[Position annotation records]
━━━━
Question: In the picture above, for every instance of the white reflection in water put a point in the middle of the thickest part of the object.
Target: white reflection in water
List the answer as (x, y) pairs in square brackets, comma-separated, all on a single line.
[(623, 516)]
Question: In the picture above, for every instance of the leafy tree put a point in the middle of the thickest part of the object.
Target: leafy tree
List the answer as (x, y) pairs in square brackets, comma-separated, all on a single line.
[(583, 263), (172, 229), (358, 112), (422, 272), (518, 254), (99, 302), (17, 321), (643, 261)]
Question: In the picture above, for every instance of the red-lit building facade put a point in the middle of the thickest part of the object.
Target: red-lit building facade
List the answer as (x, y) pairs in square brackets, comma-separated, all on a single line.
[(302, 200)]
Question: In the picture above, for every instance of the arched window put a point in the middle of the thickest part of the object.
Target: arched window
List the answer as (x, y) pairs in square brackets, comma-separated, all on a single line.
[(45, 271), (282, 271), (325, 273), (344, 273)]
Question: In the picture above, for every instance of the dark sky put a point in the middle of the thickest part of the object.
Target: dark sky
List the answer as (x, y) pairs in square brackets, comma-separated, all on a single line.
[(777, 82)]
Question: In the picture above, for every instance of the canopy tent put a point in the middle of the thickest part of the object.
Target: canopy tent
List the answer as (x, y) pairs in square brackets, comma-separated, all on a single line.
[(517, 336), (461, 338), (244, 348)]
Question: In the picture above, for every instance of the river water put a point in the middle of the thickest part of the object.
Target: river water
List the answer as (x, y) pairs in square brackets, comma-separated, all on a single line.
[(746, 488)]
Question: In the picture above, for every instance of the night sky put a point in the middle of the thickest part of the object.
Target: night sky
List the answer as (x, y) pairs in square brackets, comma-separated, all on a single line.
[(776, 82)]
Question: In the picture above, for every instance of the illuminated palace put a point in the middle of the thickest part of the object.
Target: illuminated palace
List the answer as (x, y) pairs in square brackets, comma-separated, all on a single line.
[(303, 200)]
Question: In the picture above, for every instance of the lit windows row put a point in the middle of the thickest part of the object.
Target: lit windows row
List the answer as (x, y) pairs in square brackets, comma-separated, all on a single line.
━━━━
▸ Set task:
Reproduce each line of the material above verbatim, in its original order.

▸ Output for this task:
Question: In the picture above, for every instance of the white reflection in water put a point in the middle of the thickest part of the object.
Target: white reflection in water
List the answer as (x, y) pairs in square brackets, comma-separated, all on a single line.
[(623, 516)]
Question: In the picture above, for every instance of the leafy tree put a point in the middle of the thickest part of the object.
Target: leafy tree
List the answer as (x, y) pairs in square brackets, comma-separated, all on a single line.
[(583, 263), (172, 229), (358, 112), (422, 272), (518, 254), (99, 302), (17, 321), (643, 261)]
Question: In the picture above, for every instance of the red-lit building facade put a point in the middle of the thickest part of the object.
Target: red-lit building facade
List the answer as (x, y) pairs in square brackets, comma-separated, all on a single line.
[(302, 200)]
Question: In the picture above, for every instance of the arched window put a point in the middle of the thickest part of the object.
Target: arched window
List the answer as (x, y) pairs in square brackets, comma-separated, all on a single line.
[(45, 271), (282, 271), (325, 273), (344, 273)]
Question: In the picture above, for every instance of the dark sky put a point in the middle of the thickest part of the object.
Target: dark sky
List the answer as (x, y) pairs in square brackets, comma-separated, all on a single line.
[(777, 82)]
Question: In the picture above, for every instance of the canopy tent put a point in the middle of the thickest part of the object.
Target: canopy tent
List the answer as (x, y) pairs in square brackets, comma-separated, all on a single line.
[(517, 336), (461, 338), (244, 348)]
Question: In the picture above, for every instance of the river water put a point in the middle of the thickest part of the object.
Target: river water
List the answer as (x, y) pairs in square brackets, comma-separated, all on a single line.
[(746, 488)]
Question: In the picture above, for every instance of the night sky put a point in the middle of the thickest part of the object.
Target: night sky
List the answer as (x, y) pairs in square brackets, comma-separated, all on a single line.
[(776, 82)]
Question: In the picture above, for every instance of the illuminated palace put a point in the middle of the thickest part of the object.
Target: illuminated palace
List the answer as (x, y) pairs in square brackets, comma-separated, all on a single line.
[(303, 200)]
Question: In the picture above, for every instance of the lit windows row put a point in the middle of the thickest part of the object.
Target: lit windows row
List the answer as (x, y) pairs in square brackets, comma-separated, all on a single line.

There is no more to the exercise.